> Written exercise
Rewrite the records starting with the line that contains "Q: Locate the player's" and going on through the end of the records. Replace "sock" with "stocking" and leave everything else unchanged.

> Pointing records

- - -

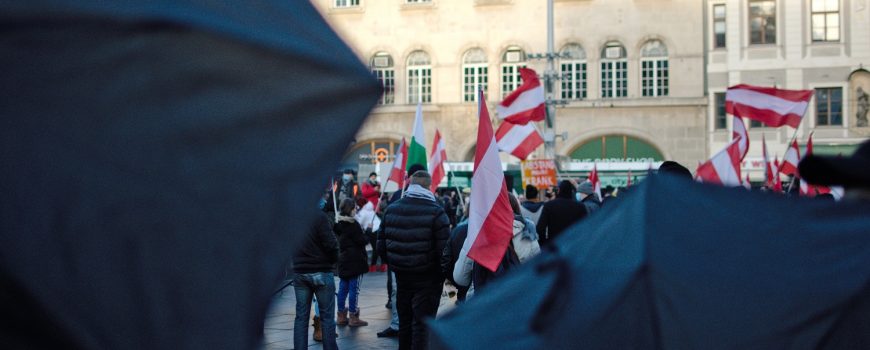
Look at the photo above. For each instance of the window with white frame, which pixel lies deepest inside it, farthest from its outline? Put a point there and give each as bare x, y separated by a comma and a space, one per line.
474, 74
382, 67
614, 71
762, 21
419, 78
825, 19
573, 68
654, 69
513, 59
829, 106
719, 26
346, 3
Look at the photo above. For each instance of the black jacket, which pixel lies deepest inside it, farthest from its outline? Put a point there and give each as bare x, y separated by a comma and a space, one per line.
352, 259
413, 235
556, 216
318, 251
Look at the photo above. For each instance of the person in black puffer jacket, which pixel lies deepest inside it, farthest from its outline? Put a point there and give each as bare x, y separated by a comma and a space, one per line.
414, 232
352, 263
312, 266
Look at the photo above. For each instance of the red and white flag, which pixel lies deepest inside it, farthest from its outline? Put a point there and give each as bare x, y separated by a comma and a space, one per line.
490, 221
741, 133
769, 170
723, 168
771, 106
397, 172
437, 160
526, 103
791, 159
596, 183
519, 140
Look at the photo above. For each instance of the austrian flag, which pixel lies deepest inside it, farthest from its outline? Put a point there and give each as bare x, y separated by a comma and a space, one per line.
771, 106
519, 140
526, 103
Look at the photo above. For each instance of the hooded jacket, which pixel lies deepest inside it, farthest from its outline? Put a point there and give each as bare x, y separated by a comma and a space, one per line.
318, 251
413, 235
352, 258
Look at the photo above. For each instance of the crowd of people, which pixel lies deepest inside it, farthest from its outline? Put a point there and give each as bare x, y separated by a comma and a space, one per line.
417, 237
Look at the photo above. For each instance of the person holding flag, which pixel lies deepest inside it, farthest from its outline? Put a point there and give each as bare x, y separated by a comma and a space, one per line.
415, 230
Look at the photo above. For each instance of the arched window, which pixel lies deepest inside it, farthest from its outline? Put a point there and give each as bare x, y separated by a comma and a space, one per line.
573, 67
419, 78
614, 71
512, 60
474, 74
654, 69
382, 67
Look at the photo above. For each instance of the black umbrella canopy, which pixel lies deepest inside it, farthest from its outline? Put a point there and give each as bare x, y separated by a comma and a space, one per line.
677, 265
158, 158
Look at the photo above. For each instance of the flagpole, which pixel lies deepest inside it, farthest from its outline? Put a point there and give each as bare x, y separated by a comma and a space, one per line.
334, 200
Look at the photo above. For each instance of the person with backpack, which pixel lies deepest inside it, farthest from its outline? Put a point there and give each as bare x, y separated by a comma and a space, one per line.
352, 264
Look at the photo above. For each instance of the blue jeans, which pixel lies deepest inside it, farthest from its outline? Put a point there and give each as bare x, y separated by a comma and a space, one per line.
348, 291
307, 285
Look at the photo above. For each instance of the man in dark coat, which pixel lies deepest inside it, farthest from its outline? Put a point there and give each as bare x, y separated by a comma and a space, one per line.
558, 214
313, 265
415, 231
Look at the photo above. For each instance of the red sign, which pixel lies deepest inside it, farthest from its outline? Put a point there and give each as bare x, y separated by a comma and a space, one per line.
540, 173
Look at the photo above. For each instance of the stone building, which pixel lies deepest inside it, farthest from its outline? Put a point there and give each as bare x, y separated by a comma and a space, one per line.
633, 75
794, 44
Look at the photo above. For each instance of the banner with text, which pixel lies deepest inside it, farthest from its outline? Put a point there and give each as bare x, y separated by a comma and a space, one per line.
540, 173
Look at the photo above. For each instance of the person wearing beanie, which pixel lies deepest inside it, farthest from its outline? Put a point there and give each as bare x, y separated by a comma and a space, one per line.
588, 198
559, 213
531, 208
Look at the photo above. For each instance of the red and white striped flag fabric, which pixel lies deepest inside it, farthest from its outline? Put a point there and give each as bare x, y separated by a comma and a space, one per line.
768, 166
739, 131
397, 172
596, 183
519, 140
771, 106
791, 159
490, 222
526, 103
437, 160
723, 168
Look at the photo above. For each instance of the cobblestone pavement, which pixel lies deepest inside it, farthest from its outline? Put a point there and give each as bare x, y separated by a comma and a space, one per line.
373, 295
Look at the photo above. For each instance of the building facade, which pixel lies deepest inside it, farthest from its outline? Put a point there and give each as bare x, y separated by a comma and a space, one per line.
822, 45
632, 86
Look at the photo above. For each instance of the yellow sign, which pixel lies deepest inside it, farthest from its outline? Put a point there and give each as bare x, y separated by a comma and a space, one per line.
540, 173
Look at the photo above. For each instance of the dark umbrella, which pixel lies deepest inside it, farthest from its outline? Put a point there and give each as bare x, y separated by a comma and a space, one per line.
158, 157
677, 265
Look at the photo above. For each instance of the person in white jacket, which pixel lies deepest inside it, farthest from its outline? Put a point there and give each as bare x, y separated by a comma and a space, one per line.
524, 242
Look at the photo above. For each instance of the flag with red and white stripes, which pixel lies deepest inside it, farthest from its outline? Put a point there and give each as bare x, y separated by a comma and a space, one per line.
791, 159
723, 168
519, 140
739, 131
596, 183
771, 106
490, 222
769, 167
526, 103
437, 160
397, 172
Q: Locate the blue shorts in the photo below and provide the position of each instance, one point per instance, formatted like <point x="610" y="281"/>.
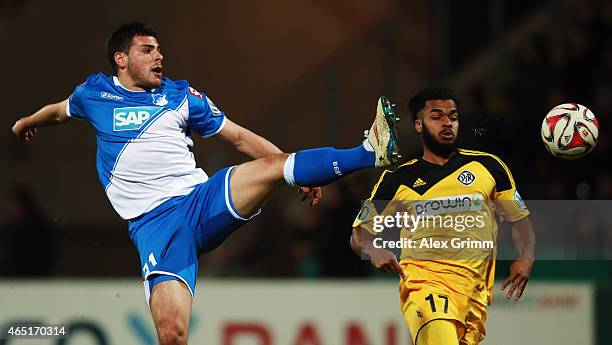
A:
<point x="172" y="236"/>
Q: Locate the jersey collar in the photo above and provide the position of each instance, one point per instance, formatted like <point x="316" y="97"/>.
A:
<point x="118" y="83"/>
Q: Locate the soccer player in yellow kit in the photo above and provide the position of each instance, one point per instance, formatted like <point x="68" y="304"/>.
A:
<point x="446" y="287"/>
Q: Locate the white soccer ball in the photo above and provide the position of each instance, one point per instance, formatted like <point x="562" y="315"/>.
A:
<point x="570" y="131"/>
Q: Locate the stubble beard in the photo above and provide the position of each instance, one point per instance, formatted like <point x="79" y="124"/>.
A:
<point x="140" y="79"/>
<point x="439" y="149"/>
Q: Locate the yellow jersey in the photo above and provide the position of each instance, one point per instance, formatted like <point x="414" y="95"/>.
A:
<point x="437" y="243"/>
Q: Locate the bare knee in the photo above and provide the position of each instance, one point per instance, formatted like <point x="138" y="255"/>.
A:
<point x="172" y="332"/>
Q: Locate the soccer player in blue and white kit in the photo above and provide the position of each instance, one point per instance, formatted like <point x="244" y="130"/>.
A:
<point x="175" y="210"/>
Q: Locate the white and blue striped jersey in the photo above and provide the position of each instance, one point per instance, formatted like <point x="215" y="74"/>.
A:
<point x="143" y="139"/>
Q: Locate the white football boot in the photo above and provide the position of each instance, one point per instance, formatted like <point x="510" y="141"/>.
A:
<point x="382" y="137"/>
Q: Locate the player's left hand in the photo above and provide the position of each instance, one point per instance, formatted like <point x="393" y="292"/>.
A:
<point x="314" y="194"/>
<point x="519" y="275"/>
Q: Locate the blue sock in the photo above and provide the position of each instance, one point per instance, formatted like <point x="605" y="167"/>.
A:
<point x="318" y="167"/>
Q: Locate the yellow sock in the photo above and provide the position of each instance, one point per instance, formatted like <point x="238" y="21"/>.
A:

- - -

> Expected output
Q: Locate the player's left hand in the photo above and provide the position of each instance, one point per instance, formatted like <point x="393" y="292"/>.
A:
<point x="314" y="194"/>
<point x="519" y="275"/>
Q: Locate the blue stocking in the photo above and provide the position of each instance, one point per instance, formatted like <point x="605" y="167"/>.
A:
<point x="318" y="167"/>
Q: Locate the yellow stocking in the photo above and provide the position of each instance, one point per instance, formatted like <point x="238" y="21"/>.
A:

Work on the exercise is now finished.